How to implement f (g x) (h x) point-freely in Haskell?

Question

From this answer one learns how to implement the function \x y z -> f x (g y z) in a pointless way in Haskell, where f and g are functions. And my question is

How to write the function \x -> f (g x) (h x) in a pointfree manner in Haskell? Here f g h are functions for which f (g x) (h x) is defined.

The idea I currently have in mind is something like the following.

uncurry f (mapTuple ($ x) (g, h))

But several tries shows that this is fallacious; even the part map ($ x) [g, h] is suspicious: what if g and h have different ranges?

In addition, readability is not too much an issue here.

Any help is sincerely appreciated.

Answer 1

This only serves to collect and put into order the answers in the comments. According to the abstraction-elimination process in the link in the comment by @ PetrPudlák, we can also write

S (S (K f) (S (K g) I)) (S (K h) I),

or, after eta reduction,

S (S (K f) g) h,

where

S x y z = x z (y z)
K x y = x

Specifically in Haskell, thanks to @melpomene for pointing this out, the role of S is played by ap, and that of K by const. Therefore we can write

ap (ap (const f) g) h

In fact we can further reduce:

ap (const f) g = f . g

So our function can be written as:

ap (f . g) h

If translated to Applicative style, we obtain:

f <$> g <*> h

Then this systematic approach can be applied to all lambda terms, and gives the point-free style. :)

Answer 2

Applicative-style

f <$> g <*> h

Control.Compose

join ((g ~> h ~> id) f)

Data.Function.Meld

join (f $* g $$ h *$ id)

Data.Function.Tacit

lurryA @N1 (f <$> (g <$> _1) <*> (h <$> _1))
lurryA @N4 (_1 <*> (_2 <*> _4) <*> (_3 <*> _4)) f g h

Answer 3

The arrow version would be

uncurry f . (g &&& h)

or

(g &&& h) >>> uncurry f

As a diagram:

        g ────
       ╱          ╲
──── &&&      >>>  uncurry f ───
       ╲          ╱
        h ──── 

Answer 4

As melpomene suggested, \x -> f (g x) (h x) is equivalent to liftM2 f g h.

When you have question concerning how to convert Haskell code into pointfree Haskell code, you can just try Pointfree.io.

It is a great tool which often can tell you when NOT to use pointfree code because it goes completely unreadable sometimes :-)

---*---

Reproduce the Haskell thread word for word, everything from "From this answer" down to "(mapTuple ($ x) (g, h))". The data that comes next is separate from the Haskell thread.

- [MATERIAL]
---*---

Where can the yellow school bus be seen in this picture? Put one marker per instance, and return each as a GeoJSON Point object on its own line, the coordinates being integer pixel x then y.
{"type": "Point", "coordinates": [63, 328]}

---*---

- [SOLUTION FOR THIS TASK]
From this answer one learns how to implement the function \x y z -> f x (g y z) in a pointless way in Haskell, where f and g are functions. And my question is

How to write the function \x -> f (g x) (h x) in a pointfree manner in Haskell? Here f g h are functions for which f (g x) (h x) is defined.

The idea I currently have in mind is something like the following.

uncurry f (mapTuple ($ x) (g, h))